- [Set exercise]: Pick out every line in the data below that contains the string "target", and copy each one in full.

- [Data extract]:
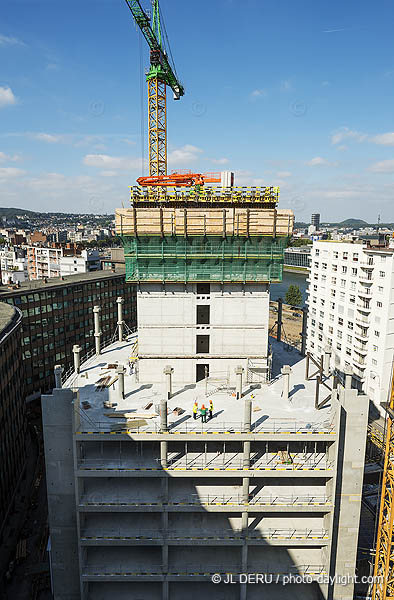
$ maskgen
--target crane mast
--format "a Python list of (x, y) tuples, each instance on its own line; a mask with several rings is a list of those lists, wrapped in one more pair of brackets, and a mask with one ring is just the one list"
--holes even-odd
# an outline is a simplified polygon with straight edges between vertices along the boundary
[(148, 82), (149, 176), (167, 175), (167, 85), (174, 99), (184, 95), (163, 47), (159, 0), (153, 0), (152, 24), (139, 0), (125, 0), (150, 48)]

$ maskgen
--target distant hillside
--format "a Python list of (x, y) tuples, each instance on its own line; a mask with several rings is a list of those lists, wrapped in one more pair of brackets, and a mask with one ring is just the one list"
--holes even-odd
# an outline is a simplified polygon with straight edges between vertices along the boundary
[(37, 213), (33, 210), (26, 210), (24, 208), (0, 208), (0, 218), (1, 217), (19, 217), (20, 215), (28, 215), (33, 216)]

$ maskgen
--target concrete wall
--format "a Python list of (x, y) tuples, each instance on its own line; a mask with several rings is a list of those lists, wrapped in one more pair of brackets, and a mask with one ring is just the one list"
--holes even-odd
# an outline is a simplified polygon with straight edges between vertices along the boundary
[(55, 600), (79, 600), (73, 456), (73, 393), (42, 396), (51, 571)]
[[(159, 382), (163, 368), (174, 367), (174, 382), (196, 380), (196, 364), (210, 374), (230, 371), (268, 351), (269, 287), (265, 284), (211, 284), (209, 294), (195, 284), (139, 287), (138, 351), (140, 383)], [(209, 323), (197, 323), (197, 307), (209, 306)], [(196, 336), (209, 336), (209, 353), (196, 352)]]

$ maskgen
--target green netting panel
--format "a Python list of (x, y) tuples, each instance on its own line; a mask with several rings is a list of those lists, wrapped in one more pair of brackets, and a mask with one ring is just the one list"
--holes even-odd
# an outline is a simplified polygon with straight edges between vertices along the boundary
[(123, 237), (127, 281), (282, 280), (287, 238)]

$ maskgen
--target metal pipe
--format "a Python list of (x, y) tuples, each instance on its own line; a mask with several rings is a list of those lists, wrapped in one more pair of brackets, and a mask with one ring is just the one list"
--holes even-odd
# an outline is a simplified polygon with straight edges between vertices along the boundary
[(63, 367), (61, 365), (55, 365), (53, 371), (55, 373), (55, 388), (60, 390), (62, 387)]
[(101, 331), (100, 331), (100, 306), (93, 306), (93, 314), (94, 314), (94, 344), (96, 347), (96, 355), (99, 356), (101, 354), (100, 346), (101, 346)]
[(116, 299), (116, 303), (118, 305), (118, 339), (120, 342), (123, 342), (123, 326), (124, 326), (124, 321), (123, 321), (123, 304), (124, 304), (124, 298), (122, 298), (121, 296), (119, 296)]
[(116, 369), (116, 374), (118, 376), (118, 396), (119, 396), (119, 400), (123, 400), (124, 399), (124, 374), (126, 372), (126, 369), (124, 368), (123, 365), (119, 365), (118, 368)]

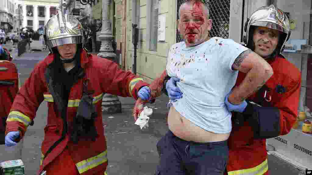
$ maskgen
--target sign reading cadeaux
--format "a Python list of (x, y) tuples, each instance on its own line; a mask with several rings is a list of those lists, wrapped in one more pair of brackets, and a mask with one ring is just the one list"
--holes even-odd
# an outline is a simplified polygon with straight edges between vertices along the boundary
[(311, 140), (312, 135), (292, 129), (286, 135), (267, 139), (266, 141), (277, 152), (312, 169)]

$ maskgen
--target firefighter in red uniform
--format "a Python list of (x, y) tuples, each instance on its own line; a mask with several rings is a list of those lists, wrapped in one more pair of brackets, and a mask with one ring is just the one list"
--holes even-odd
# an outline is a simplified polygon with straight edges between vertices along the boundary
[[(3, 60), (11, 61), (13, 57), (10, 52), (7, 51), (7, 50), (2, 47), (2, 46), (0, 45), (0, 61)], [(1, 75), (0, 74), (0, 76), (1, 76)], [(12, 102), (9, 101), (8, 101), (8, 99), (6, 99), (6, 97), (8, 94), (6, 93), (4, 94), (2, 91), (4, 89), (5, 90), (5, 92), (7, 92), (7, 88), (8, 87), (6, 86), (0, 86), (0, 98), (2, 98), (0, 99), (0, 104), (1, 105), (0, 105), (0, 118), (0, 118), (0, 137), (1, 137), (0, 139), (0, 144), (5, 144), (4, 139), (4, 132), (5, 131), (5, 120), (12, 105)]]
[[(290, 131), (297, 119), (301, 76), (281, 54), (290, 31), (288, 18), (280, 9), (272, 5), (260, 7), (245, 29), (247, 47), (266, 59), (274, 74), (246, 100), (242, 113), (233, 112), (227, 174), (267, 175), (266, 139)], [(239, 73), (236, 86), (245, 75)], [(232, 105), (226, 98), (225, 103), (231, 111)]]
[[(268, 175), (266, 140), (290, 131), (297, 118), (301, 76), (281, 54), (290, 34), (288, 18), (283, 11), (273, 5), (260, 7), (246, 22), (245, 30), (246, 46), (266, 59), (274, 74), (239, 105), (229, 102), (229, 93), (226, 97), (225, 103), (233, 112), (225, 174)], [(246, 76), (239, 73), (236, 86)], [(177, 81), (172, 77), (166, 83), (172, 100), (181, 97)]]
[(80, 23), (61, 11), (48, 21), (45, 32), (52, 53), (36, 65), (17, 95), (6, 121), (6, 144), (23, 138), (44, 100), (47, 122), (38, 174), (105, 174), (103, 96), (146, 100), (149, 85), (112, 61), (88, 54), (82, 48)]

- [In response]:
--target crane mast
--target distant hillside
--target concrete wall
--target green netting panel
--target metal pipe
--target sign reading cadeaux
--target firefighter in red uniform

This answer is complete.